[start]

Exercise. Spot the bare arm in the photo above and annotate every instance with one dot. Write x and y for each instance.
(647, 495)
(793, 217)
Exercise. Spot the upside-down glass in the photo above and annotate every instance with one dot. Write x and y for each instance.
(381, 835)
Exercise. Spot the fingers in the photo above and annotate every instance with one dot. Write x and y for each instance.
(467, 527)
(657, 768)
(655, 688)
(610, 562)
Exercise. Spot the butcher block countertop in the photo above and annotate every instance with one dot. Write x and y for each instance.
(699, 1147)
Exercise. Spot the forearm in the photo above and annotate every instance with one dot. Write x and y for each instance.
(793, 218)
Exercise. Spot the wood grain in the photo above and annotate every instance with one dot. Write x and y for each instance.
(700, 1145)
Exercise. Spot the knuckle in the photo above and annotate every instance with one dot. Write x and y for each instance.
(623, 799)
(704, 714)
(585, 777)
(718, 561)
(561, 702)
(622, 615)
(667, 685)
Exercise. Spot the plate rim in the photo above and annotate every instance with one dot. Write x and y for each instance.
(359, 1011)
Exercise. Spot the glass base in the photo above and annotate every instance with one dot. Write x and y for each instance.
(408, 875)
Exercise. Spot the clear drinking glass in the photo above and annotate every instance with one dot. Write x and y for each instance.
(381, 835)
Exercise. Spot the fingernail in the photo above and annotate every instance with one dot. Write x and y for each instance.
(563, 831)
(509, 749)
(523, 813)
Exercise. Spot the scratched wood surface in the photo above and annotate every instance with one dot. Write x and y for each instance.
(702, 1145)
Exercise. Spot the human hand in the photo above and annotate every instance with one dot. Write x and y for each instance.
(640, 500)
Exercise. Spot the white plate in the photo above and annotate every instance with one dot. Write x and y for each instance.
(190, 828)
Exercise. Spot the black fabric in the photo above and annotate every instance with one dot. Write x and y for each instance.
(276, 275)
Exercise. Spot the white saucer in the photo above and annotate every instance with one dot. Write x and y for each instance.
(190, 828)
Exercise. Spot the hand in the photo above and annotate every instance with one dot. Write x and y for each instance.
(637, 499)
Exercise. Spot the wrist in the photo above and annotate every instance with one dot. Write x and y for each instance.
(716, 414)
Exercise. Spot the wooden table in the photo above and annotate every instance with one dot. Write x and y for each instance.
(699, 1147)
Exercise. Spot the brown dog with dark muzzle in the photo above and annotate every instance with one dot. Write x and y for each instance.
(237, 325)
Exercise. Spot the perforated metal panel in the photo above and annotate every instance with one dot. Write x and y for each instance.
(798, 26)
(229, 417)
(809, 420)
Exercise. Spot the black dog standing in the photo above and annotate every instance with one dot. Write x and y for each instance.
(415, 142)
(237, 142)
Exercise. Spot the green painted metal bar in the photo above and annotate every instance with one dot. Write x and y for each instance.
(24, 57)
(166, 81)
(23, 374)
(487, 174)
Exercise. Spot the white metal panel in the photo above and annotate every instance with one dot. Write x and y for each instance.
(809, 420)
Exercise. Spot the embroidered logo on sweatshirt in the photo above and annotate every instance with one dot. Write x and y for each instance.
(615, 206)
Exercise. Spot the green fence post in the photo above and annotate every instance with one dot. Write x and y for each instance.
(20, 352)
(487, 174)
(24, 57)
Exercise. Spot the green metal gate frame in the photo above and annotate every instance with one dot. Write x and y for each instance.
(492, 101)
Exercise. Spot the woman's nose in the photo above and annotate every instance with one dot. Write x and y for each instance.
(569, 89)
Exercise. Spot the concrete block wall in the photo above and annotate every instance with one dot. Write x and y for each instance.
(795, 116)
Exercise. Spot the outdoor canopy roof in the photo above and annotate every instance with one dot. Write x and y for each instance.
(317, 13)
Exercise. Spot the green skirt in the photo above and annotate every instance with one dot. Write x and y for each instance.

[end]

WHAT NEEDS TO BE DONE: Copy the records above word for word, from the line containing "Exercise. Spot the woman's" through the end of the records, both ends included.

SOLVED PROBLEM:
Exercise. Spot the woman's nose in the photo above and annotate every instance with one dot. Write x and y for each instance.
(569, 89)
Exercise. Spot the concrete block wall in the photo above and annotate every instance with one dot. Write x and y for each instance.
(795, 116)
Exercise. Spot the outdoor canopy roof in the photo above and annotate every instance with one dot. Write x and y for each instance.
(317, 13)
Exercise. Spot the green skirt in the photo above and annotate every instance with one dot. Write x and y for each instance.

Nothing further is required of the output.